As above. Nice Spider BTW :2thumb:

There's 2 or 3 of us on here who keep them, cracking T's : victory:


----------



## nick19 (Jun 13, 2010)

Corsetts said:


> As above. Nice Spider BTW :2thumb:
> 
> There's 2 or 3 of us on here who keep them, cracking T's : victory:


well bruce is selling his so im waiting for a reply now hope he gets back to me on it ill send the money the second he confirms fingers crossed


----------



## Corsetts (Dec 8, 2008)

Yup, just realised it was him!


Ah well, they'll still just be 2 or 3 of us keeping them then :lol:


----------



## nick19 (Jun 13, 2010)

Corsetts said:


> Yup, just realised it was him!
> 
> 
> Ah well, they'll still just be 2 or 3 of us keeping them then :lol:


i feel as tho i just joind an exclusive group whats there temperment like are they the same as my haitian i carnt go near without being attacked:no1:


----------



## brucepanther (Feb 28, 2011)

yep sounds about right mate pretty bad tempered made me sh*t myself a few times when feeding! lol, honestly moves so fast i actually blinked and it was other side of tank! i would not be handling this one, which is why im so looking forward to attempting to get her in a tub!

⁂

* **TASK GOAL**
Write out the stretch of the spider forum thread from "i feel as tho" through "her in a tub!".

⁂

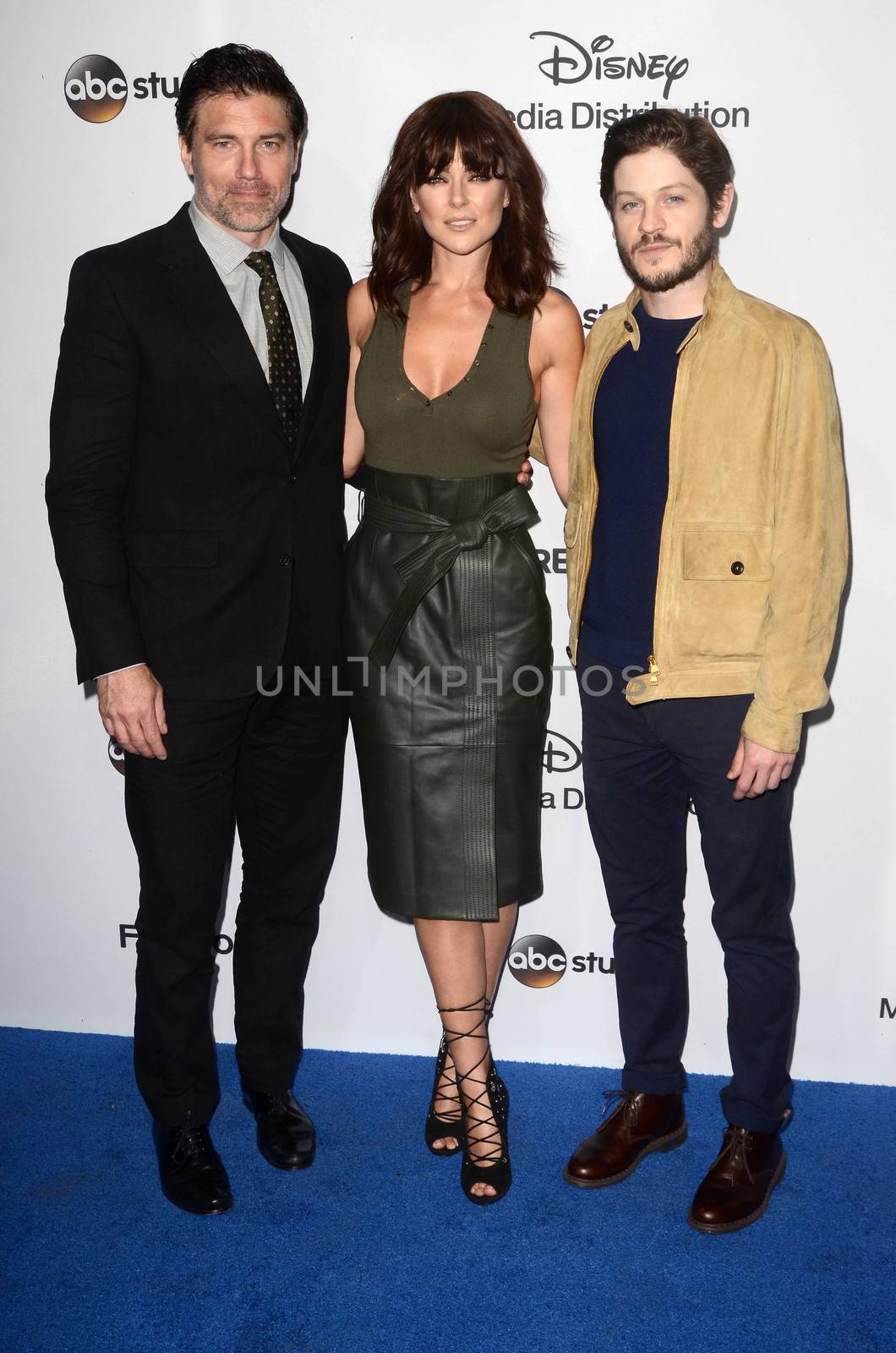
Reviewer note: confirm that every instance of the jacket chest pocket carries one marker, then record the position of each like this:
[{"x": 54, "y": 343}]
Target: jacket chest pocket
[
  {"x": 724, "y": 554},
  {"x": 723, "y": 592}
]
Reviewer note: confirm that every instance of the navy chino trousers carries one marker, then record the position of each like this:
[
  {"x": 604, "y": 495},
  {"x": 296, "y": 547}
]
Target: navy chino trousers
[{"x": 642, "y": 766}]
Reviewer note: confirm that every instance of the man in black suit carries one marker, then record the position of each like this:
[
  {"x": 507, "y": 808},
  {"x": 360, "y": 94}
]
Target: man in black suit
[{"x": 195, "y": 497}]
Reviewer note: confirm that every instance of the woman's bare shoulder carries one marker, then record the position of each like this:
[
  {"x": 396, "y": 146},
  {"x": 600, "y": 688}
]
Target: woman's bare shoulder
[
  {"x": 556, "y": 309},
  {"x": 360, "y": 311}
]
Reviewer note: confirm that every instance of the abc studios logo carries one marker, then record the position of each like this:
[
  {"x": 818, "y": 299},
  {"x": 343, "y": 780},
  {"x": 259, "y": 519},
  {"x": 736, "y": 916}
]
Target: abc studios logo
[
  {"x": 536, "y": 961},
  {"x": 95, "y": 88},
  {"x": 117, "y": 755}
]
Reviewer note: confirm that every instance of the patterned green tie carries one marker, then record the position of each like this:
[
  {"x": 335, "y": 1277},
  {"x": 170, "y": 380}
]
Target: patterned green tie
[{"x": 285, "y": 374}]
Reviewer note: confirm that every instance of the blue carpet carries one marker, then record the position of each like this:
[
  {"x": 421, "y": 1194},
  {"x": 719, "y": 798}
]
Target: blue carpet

⁂

* **SOLVED EXERCISE**
i feel as tho i just joind an exclusive group whats there temperment like are they the same as my haitian i carnt go near without being attacked:no1:


----------



## brucepanther (Feb 28, 2011)

yep sounds about right mate pretty bad tempered made me sh*t myself a few times when feeding! lol, honestly moves so fast i actually blinked and it was other side of tank! i would not be handling this one, which is why im so looking forward to attempting to get her in a tub!